=== PAGE EXTRACT ===
Resonance of Walls
Nature Interpretation - Retreat Center
The Farthest Point, Sorok Island
Longitude 127°07′, Latitude 34°31′
At the far tip of the Korean peninsula is a faint smudge of an island. On this small island are ten buildings that have stood here for a hundred years, a reticule of memories for patients suffering from Hansen’s disease. These are the former Sorokdo Rehabilitation Centers, now fossilized and overrun by nature. Under Japanese imperialism (1905-1945) and during the Korean Civil War, the loss of human rights was rationalized by the need for treatment and patients were deprived of their physical and mental freedom. With the establishment of 'Sorokdo Rehabilitation Center' in 1916, Hansen's disease patients were secluded from land and society, and their minds and bodies were gradually disconnected from the nature that surrounds by ocean and mountain. Patient numbers reached 5,000 in the 1970s and about 500 patients still remain on the island in 2014 for treatment and recuperation.
The placement of the island itself is an isolated space. If the site of Sorok Island created such a space of segregation between individuals and society, it should now become a place where both humanity and nature can be recovered. It is this desire, this challenge to overcome prejudices against Hansen’s disease patients that motivates us to draw up a new blueprint for the relationship between man, nature and architecture.
Two Walls and an In-Between Space
Resonance of Walls proposes 'two walls facing each other' on top of a landscape.
Imagine an ‘in-between space’ of two walls where conflicting concepts such as shade and light/ parallel and intersect/ isolation and communication/ sequence and segment/ interior and exterior interact and become reconciled. This is a transitional space , which will be gradually reorganized depending on time and nature, as well as the user's experience, and thus, is a space intentionally emptied. This empty space is created to fulfill the desire for communication and resonance. Therefore, the walls are not simply walls of “closing” but also walls of “opening”.
The walls don’t simply serve as a border but also yield a path. The two walls cut through the middle of the butterfly shaped island. In general, East and West are divided into three domains (private/semi public/public) while South and North side is dedicated to diverse public spaces and program layers. Multiple layers created by the boundaries of the wall and the landscape demarcate the pathways and areas intended for the public (visitors) from those intended for the long-term patients (residents). Located in the middle of the island, the space between the walls connects East with West and South with North through physical or public programs while promoting interaction and communication between people as if to follow the principles of osmotic pressure.
While the remains of the hospital and accommodation facilities will be maintained, the available space will be strategically re-used, as and when it becomes available, for the Nature Interpretation Center. The center is not limited to a single building but is composed of several scattered hallways, pocket spaces and a folly, organically linked and both absorbing and expanding the landscape around it for 500m.
=== DATA EXTRACT ===
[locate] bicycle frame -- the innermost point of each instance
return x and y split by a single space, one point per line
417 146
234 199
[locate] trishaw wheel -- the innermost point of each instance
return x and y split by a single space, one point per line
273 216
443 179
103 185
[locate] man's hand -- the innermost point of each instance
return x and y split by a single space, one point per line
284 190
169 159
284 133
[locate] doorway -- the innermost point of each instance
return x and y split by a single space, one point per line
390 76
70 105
===
| TASK LIST |
- A) Summarize the Resonance of Walls text in two sentences.
- B) Quote the stretch of the Resonance of Walls text that begins with the words containing "While the remains" and ends with "it for 500m.".

| RESULTS BY TASK |
- A) Resonance of Walls proposes a nature interpretation and retreat center on Sorok Island, at the far tip of the Korean peninsula, where the former Sorokdo Rehabilitation Centers secluded Hansen's disease patients from land and society. Two facing walls cut through the middle of the island, forming an intentionally emptied in-between space and paths that connect East with West and South with North, while the hospital and accommodation remains are kept and available space is re-used for the center.

- B)
While the remains of the hospital and accommodation facilities will be maintained, the available space will be strategically re-used, as and when it becomes available, for the Nature Interpretation Center. The center is not limited to a single building but is composed of several scattered hallways, pocket spaces and a folly, organically linked and both absorbing and expanding the landscape around it for 500m.